» Énoncé 1
Dans l'extrait sur l'échange de balle, relevez chaque sigle défini à l'aide du signe « = », avec la définition qui lui est donnée.
» Énoncé 2
Recopiez à l'identique un passage de l'extrait : commencez aux mots « 24Les modalités de » et terminez après « à son déplacement. ».

» Extrait
────────
22Les postures respectives du réceptionneur et du Passeur au moment de rattraper la balle peuvent également être prises en compte. Les progrès dans l’échange vont du lancer simple à l’arrêt, action ponctuelle exclusive de toute autre, à un lancer long et tendu, cette action étant intégrée dans une circulation tactique en mouvement coordonnant plusieurs actions de jeu simultanées.
1. 5. L’échange de statut Passeur / réceptionneur (P -- R)
23Si l’on approfondit l’échange de statut Passeur / réceptionneur (P -- R), différents statuts de joueurs peuvent être regroupés en quelques catégories : P = possesseur du ballon ; R = joueuse non-possesseur du ballon impliquée dans la possession proche du ballon ; N.R. = joueur non-possesseur du ballon et non impliqué dans la possession proche du ballon. Pour l’équipe adverse, il existe d’autres rôles I = intercepteur ; N I = défenseur non-intercepteur. On peut définir l’échange de statut Passeur (P) – réceptionneur (R) lorsque le joueur en possession du ballon (P) lance celui-ci à un partenaire (R), les deux joueurs concernés échangent leur situation respective passeur et réceptionneur : P devient R (ou Nr) ; R devient P. Lorsqu’un porteur du ballon lance celui-ci à un non-porteur de ballon, dans une situation où l’échange s’opère strictement à deux c’est-à-dire hors du contexte de l’équipe des partenaires et de celle des adversaires, il pourrait être symbolisé par un L (lanceur) et le non-porteur de ballon par un A (attrapeur) soulignant par là que l’échange ne comporte qu’un lancer et un attraper. Le porteur de ballon est un joueur et le non-porteur de ballon également lorsque l’échange s’opère dans un contexte de jeu. Le lancer devient une passe et l’attraper devient une réception d’où la symbolisation P – R. L’intérêt de cette distinction réside dans le fait qu’elle permet de souligner que le stéréotype d’échange P -- R au niveau « débutant » présente les caractéristiques de l’échange L -- A. Le système de repères proposé : axe P – R par rapport à l’axe de déplacement ; orientations de P et de R sur cet axe ; distance P -- R et forme de la trajectoire du ballon. Les critères reposent sur les postures respectives P et R au moment du lancer et les postures respectives R et P au moment de rattraper. Le continuum de l’échange va du pôle L-- A (action ponctuelle exclusive de toute autre) au pôle P-- R (action intégrée dans une circulation tactique complexe coordonnant plusieurs actions de jeu simultanées).
24Les modalités de l’échange de balle représentent des éléments qui sont à observer attentivement car elles renseignent objectivement sur le niveau du jeu dans un rapport de forces donné. Dans les exemples qui suivent nous allons du plus facile, en face à face à l’arrêt, au plus difficile quand un joueur se déplace rapidement et reçoit une balle suite à une trajectoire orthogonale par rapport à son déplacement.
25Attitude classique (Figure 12) chez les débutants, le lanceur et l’attrapeur sont immobiles en face à face et rapprochés (3 à 4 mètres). Cela donne lieu parfois à des déplacements en pas chassés latéraux avec toujours un angle très ouvert entre l’axe d’échange et l’axe de déplacement. La première différenciation (Figure 13) vient d’un début de mobilité du réceptionneur avec une balle lancée en avant de celui-ci. La distance entre les joueurs est faible avec un alignement dans la profondeur. Ce type d’échange de balle peut faire dire que les débutants jouent en jeu direct ou jouent dans l’axe quand le couloir de jeu direct est confondu avec l’axe but attaqué / but défendu.
────────
» Données fournies
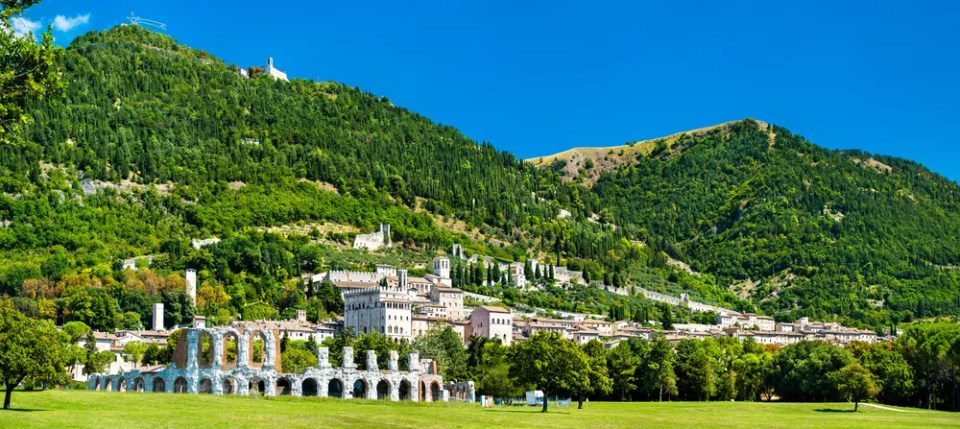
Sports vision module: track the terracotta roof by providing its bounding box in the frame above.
[477,305,512,313]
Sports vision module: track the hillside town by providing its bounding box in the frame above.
[73,234,894,380]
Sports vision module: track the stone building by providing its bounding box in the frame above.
[87,328,475,402]
[343,287,413,340]
[467,305,513,346]
[353,223,392,250]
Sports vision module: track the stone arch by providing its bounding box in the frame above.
[247,377,267,395]
[153,377,167,392]
[220,330,240,371]
[300,378,320,396]
[353,378,368,399]
[276,377,293,395]
[223,377,237,395]
[200,378,213,393]
[327,378,343,398]
[247,329,273,368]
[377,379,392,400]
[173,377,189,393]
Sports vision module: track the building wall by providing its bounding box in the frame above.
[467,307,513,346]
[343,288,412,339]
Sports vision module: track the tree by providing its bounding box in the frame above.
[0,308,68,410]
[141,343,162,365]
[83,350,116,374]
[0,0,63,144]
[659,302,673,331]
[577,340,613,410]
[123,341,147,368]
[608,343,640,401]
[645,336,677,402]
[510,332,590,413]
[768,341,853,401]
[411,326,470,379]
[832,363,880,411]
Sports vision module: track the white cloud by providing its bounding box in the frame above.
[53,13,90,32]
[10,16,40,36]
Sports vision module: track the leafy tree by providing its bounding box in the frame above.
[63,322,90,344]
[142,343,162,365]
[123,341,148,368]
[832,363,880,411]
[608,343,640,401]
[659,302,673,331]
[0,307,69,410]
[644,336,678,402]
[280,347,317,374]
[733,351,773,401]
[577,340,613,410]
[768,341,853,401]
[510,332,590,412]
[0,0,63,143]
[83,350,116,374]
[411,326,469,380]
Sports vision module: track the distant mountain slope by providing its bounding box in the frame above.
[539,120,960,318]
[526,121,772,186]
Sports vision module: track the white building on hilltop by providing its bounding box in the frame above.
[343,287,412,340]
[467,305,513,346]
[263,57,289,82]
[353,223,392,250]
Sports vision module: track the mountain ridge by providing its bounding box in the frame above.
[0,26,960,326]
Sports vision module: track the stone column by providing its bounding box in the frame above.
[239,374,250,396]
[287,377,302,396]
[387,350,400,372]
[317,347,332,369]
[343,347,357,369]
[263,332,277,372]
[210,332,224,370]
[237,332,250,368]
[188,329,198,371]
[407,350,422,372]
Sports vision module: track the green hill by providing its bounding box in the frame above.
[541,120,960,319]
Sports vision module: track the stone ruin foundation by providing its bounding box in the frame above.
[87,328,476,402]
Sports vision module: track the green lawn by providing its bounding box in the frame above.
[0,391,960,429]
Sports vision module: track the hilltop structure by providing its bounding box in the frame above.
[353,223,392,250]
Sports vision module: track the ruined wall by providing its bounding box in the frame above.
[87,328,460,401]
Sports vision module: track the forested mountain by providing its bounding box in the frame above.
[0,26,960,327]
[541,120,960,319]
[0,26,688,328]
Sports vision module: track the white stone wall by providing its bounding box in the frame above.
[87,328,464,401]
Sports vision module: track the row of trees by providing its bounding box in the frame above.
[284,323,960,410]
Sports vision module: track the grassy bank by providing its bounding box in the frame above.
[0,391,960,429]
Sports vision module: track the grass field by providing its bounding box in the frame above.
[0,391,960,429]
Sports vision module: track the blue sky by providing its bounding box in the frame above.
[15,0,960,181]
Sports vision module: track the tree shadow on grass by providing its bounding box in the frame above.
[483,408,570,415]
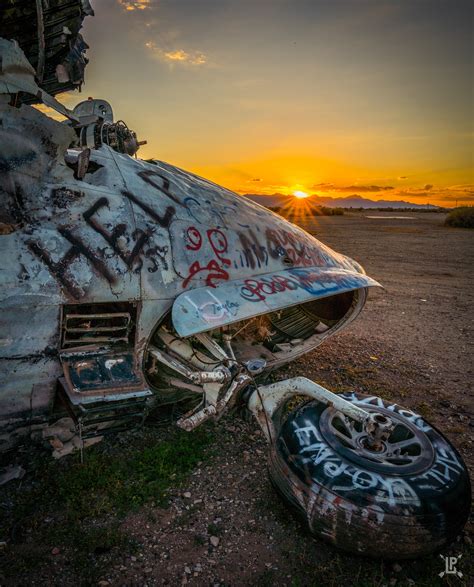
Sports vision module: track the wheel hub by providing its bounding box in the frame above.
[320,404,434,475]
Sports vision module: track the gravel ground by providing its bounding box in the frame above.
[4,212,474,587]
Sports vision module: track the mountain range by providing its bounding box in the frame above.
[244,194,437,210]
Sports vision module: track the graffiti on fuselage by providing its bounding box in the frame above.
[26,184,175,299]
[27,163,332,301]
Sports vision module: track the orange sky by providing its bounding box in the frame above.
[45,0,474,206]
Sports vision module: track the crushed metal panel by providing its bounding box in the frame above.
[172,267,380,336]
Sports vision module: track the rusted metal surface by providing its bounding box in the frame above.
[0,33,378,450]
[0,0,94,103]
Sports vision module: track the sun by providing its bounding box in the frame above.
[293,190,309,200]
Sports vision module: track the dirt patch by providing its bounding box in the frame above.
[0,212,474,587]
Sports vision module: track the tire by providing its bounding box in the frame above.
[269,393,471,559]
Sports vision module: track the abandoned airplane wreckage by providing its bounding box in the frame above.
[0,0,470,558]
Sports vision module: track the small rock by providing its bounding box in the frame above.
[392,563,402,573]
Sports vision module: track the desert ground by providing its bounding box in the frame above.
────────
» Solution 1
- P : possesseur du ballon
- R : joueuse non-possesseur du ballon impliquée dans la possession proche du ballon
- N.R. : joueur non-possesseur du ballon et non impliqué dans la possession proche du ballon
- I : intercepteur
- N I : défenseur non-intercepteur

» Solution 2
24Les modalités de l’échange de balle représentent des éléments qui sont à observer attentivement car elles renseignent objectivement sur le niveau du jeu dans un rapport de forces donné. Dans les exemples qui suivent nous allons du plus facile, en face à face à l’arrêt, au plus difficile quand un joueur se déplace rapidement et reçoit une balle suite à une trajectoire orthogonale par rapport à son déplacement.